* _INSTRUCTIONS TO FOLLOW_
Convert the data below into a two-column CSV with the columns "prompt" and "reply", giving one row per entry with its text and its answer, each in a single quoted field with line breaks replaced by spaces. Cover all of the data and leave the pictures out of the output.

Saved entries:
--- start ---

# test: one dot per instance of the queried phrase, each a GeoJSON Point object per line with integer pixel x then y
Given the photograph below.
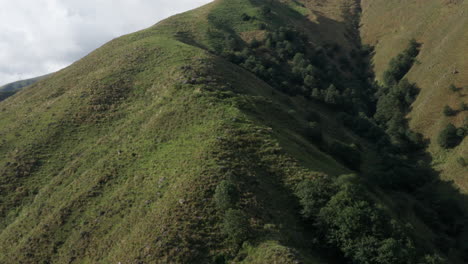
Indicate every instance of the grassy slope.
{"type": "Point", "coordinates": [12, 88]}
{"type": "Point", "coordinates": [115, 158]}
{"type": "Point", "coordinates": [441, 27]}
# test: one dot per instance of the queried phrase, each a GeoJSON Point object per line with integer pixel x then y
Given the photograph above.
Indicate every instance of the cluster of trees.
{"type": "Point", "coordinates": [401, 64]}
{"type": "Point", "coordinates": [345, 218]}
{"type": "Point", "coordinates": [235, 223]}
{"type": "Point", "coordinates": [282, 60]}
{"type": "Point", "coordinates": [395, 97]}
{"type": "Point", "coordinates": [451, 136]}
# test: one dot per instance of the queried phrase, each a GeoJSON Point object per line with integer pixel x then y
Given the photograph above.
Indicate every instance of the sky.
{"type": "Point", "coordinates": [42, 36]}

--- end ---

* _SOLUTION TO THE EXERCISE_
prompt,reply
"# test: one dot per instance of the queried phrase, each a GeoJSON Point object per line with integer pixel x then y Given the photograph below. Indicate every instance of the grassy slope.","{""type"": ""Point"", ""coordinates"": [12, 88]} {""type"": ""Point"", ""coordinates"": [115, 158]} {""type"": ""Point"", ""coordinates"": [441, 27]}"
"# test: one dot per instance of the queried phrase, each a GeoJSON Point object per line with integer pixel x then y Given the photograph above. Indicate every instance of the cluster of trees.","{""type"": ""Point"", ""coordinates"": [401, 64]} {""type"": ""Point"", ""coordinates"": [345, 218]} {""type"": ""Point"", ""coordinates"": [235, 223]} {""type"": ""Point"", ""coordinates"": [282, 60]} {""type"": ""Point"", ""coordinates"": [395, 97]} {""type"": ""Point"", ""coordinates"": [451, 136]}"
"# test: one dot per instance of the queried phrase, each a GeoJSON Point object per line with integer pixel x then y Given the photograph above. Indicate every instance of the sky.","{""type"": ""Point"", ""coordinates"": [42, 36]}"